§ **Excerpts of bounding box data**:
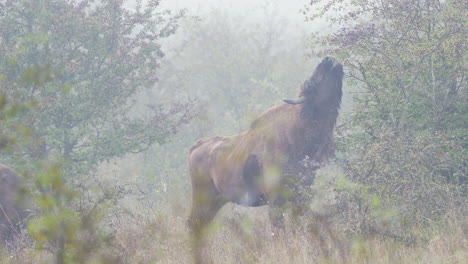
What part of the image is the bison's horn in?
[283,96,306,104]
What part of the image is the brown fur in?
[188,58,343,262]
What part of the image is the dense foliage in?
[0,0,192,176]
[308,0,468,234]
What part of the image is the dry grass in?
[0,199,468,264]
[108,201,468,264]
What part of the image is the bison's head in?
[283,57,343,107]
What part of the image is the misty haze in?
[0,0,468,264]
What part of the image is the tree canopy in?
[0,0,193,175]
[306,0,468,233]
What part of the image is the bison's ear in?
[283,96,306,104]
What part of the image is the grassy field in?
[0,201,468,264]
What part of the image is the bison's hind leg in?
[187,175,227,263]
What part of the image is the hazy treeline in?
[0,0,468,263]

§ **Objective**: Quote word for word the lines of the data that run from the line containing "What part of the image is the brown fur in?" through the end of the data, inclusive.

§ **Correct result**:
What part of the image is the brown fur in?
[188,58,343,262]
What part of the image is the dense foliage in?
[0,0,192,176]
[308,0,468,234]
What part of the image is the dry grass in?
[0,199,468,264]
[108,201,468,264]
What part of the image is the bison's head in?
[283,57,343,107]
What part of the image is the misty haze in?
[0,0,468,264]
What part of the image is the tree canopy in?
[0,0,193,175]
[306,0,468,233]
What part of the image is the bison's ear in?
[283,96,306,104]
What part of the image is the grassy field in?
[0,201,468,264]
What part of the image is the bison's hind leg in?
[187,175,227,263]
What part of the image is the hazy treeline in?
[0,0,468,263]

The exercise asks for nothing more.